_Text provided:_
[Start of section]
Dozens of California State University, Northridge students and professors protested outside a campus job fair on Wednesday because U.S. Customs and Border Protection recruiters were inside talking to job seekers.
“A lot of migrants cross across that border and a lot of them die," said Chicana and Chicano studies major Raquel Cetz. "If it’s affecting a community and affecting your students, why let them come onto campus at all?"
She and other protesters said the presence of recruiters for the agency that runs the Border Patrol contradicts a message sent by university officials earlier this academic year. Officials at this campus and systemwide told students and staff that undocumented students would be protected from harsh immigration policies enforced by the Trump Administration.
“There’s a question of morality,” said CSUN Professor Rodolfo Acuña as he watched the protest.
“I don’t think the CIA should be allowed to recruit here on campus, I don’t think that the Los Angeles Police Department should be allowed to recruit on campus. What is their purpose? What is their relationship with those communities? It’s mainly antagonistic.”
The job fair brought 54 nonprofit and public agencies to a large meeting room in the student union, about 20 yards away from a new student center devoted to help CSUN’s approximately 1,400 undocumented students.
[End of section]
_Supplied information:_
[Start of section]
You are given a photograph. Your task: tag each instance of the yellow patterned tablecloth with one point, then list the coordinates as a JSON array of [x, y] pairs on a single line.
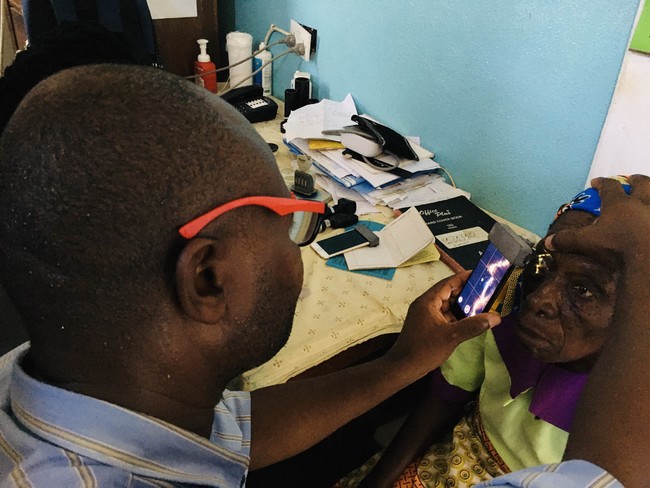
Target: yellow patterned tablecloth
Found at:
[End of section]
_Tasks and exercises:_
[1] From the article on the CSUN job fair protest, copy the passage from "Dozens of California" to "watched the protest.".
[2] Answer these questions using the article on the CSUN job fair protest:
(a) What is Raquel Cetz's major?
(b) How many agencies did the job fair bring to campus?
(c) About how many undocumented students does CSUN have?
[3] Continue the article on the protest at the CSUN job fair from its last sentence.

_Written responses:_
[1]
Dozens of California State University, Northridge students and professors protested outside a campus job fair on Wednesday because U.S. Customs and Border Protection recruiters were inside talking to job seekers.
“A lot of migrants cross across that border and a lot of them die," said Chicana and Chicano studies major Raquel Cetz. "If it’s affecting a community and affecting your students, why let them come onto campus at all?"
She and other protesters said the presence of recruiters for the agency that runs the Border Patrol contradicts a message sent by university officials earlier this academic year. Officials at this campus and systemwide told students and staff that undocumented students would be protected from harsh immigration policies enforced by the Trump Administration.
“There’s a question of morality,” said CSUN Professor Rodolfo Acuña as he watched the protest.

[2]
(a) Chicana and Chicano studies
(b) 54 nonprofit and public agencies
(c) About 1,400

[3]
“As a university, we cannot deny this particular agency from participating in the career fair,” said Shelley Ruelas-Bischoff, CSUN’s associate vice president for Student Life. “We cannot say, because we dislike their political agenda or whatever work that they’re doing, that they’re not allowed to be here.”
Inside the job fair, two U.S. Customs and Border Protection agents talked to people from behind a table with water bottles and pens with the the Border Patrol logo. Agents said they've talked to people about the benefits of joining the agency.
“A lot of them are looking for a law enforcement career, some are looking to serve their country, some are veterans looking to continue to serve their country,” said Agent Tony Morretta.
Outside, students and faculty — mostly of Mexican and Central American descent — chanted “Separating families is not a career.”
“A lot of my family was deported, about a decade ago,” said biology major Daniel Avena.
Avena said knowing the Border Patrol was recruiting on campus brought back memories of a U.S.-born cousin who was taken to Mexico with her deported relatives.
“Whatever happens politically will happen, and we will protect our students," said Dwayne Cantrell, CSUN’s associate vice president for Student Access and Support Services and Student Affairs. "But at the same time we do have people who have an interest in serving in many different careers.”